> _The problem_:
From the entries that follow, copy each line containing the word "knob".

(Collected data entries)
____________________
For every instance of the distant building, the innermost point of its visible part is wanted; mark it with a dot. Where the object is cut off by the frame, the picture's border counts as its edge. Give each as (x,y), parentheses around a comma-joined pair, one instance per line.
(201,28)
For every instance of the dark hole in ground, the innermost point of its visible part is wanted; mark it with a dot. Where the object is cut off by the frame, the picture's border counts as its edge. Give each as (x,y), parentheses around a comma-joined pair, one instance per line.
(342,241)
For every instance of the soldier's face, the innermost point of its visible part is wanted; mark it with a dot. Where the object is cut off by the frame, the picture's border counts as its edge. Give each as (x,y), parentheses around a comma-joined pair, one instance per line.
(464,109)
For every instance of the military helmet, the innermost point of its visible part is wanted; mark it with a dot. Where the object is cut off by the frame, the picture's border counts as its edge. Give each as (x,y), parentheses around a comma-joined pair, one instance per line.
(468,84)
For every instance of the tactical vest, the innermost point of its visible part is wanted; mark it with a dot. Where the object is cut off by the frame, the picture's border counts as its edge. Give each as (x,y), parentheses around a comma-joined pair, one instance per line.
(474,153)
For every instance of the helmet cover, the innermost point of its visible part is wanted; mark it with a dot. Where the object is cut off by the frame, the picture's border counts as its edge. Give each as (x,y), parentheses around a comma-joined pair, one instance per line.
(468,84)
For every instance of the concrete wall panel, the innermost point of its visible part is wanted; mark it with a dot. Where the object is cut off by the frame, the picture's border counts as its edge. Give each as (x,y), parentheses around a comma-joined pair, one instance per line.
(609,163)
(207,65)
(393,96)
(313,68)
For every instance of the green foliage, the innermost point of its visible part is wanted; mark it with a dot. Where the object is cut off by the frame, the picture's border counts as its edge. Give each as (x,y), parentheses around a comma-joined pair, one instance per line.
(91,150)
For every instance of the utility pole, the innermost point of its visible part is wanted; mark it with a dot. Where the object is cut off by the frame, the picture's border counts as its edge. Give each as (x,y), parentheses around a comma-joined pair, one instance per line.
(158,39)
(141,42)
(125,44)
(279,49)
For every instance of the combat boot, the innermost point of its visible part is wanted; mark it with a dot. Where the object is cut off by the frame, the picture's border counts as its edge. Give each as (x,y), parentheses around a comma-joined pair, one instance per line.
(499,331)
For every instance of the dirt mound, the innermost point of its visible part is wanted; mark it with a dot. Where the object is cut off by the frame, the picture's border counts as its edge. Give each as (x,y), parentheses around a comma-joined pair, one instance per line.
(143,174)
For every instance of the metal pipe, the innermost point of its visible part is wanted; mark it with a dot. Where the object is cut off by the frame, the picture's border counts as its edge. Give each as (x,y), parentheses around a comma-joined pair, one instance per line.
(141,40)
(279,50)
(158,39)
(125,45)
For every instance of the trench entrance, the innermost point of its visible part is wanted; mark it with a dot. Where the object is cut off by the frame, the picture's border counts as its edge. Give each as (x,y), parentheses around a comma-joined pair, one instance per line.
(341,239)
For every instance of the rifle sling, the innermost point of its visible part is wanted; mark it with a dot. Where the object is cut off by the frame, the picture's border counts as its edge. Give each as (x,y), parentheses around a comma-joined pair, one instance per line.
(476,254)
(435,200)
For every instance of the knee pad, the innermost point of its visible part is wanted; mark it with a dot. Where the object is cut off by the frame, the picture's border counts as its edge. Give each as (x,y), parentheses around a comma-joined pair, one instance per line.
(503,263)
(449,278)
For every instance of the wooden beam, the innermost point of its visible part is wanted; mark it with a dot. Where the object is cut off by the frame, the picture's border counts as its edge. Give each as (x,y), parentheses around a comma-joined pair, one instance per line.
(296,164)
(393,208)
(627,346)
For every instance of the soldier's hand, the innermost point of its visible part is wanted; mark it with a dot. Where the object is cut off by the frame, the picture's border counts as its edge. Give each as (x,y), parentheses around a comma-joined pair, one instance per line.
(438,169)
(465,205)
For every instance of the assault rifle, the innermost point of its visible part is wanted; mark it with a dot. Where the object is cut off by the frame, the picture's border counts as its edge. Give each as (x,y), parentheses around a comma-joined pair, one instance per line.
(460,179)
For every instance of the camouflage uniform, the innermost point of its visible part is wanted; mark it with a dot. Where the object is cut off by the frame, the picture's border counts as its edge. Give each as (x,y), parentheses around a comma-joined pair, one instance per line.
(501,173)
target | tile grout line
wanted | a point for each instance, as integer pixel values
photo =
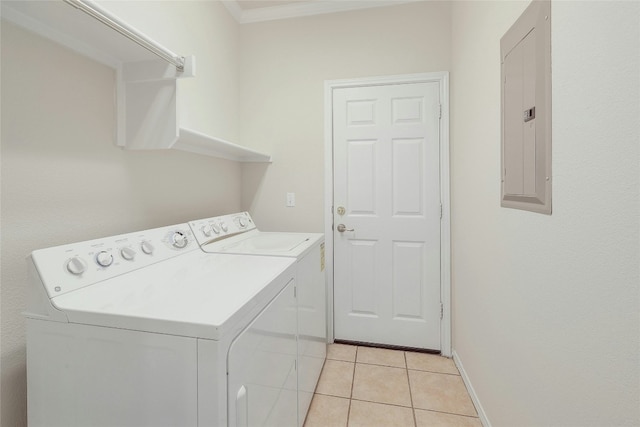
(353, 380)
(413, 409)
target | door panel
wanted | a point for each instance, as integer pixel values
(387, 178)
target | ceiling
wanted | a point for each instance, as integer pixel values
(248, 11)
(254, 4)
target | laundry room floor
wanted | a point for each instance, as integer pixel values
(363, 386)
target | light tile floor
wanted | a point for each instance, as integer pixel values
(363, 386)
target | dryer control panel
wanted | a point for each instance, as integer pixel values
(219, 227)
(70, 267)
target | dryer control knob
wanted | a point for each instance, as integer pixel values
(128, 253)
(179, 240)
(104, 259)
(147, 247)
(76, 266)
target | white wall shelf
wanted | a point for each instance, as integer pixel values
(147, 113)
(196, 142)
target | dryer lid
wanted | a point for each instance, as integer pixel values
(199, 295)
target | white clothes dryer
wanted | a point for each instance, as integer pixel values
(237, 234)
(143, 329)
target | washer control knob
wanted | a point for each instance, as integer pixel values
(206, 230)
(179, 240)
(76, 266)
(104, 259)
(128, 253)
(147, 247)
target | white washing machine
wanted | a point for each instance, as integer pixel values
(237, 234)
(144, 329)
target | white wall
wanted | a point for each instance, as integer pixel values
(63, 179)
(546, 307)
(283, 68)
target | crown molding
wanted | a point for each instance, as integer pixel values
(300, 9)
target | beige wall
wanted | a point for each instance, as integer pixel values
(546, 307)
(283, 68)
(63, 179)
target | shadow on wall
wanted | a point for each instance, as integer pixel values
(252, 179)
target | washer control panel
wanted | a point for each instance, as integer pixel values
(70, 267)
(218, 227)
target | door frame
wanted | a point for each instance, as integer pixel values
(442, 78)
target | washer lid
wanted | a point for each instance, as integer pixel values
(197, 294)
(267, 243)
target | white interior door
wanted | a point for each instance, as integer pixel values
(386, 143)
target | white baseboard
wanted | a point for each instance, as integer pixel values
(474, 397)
____________________
> _Result of the task_:
target | dryer control knob
target | washer control knob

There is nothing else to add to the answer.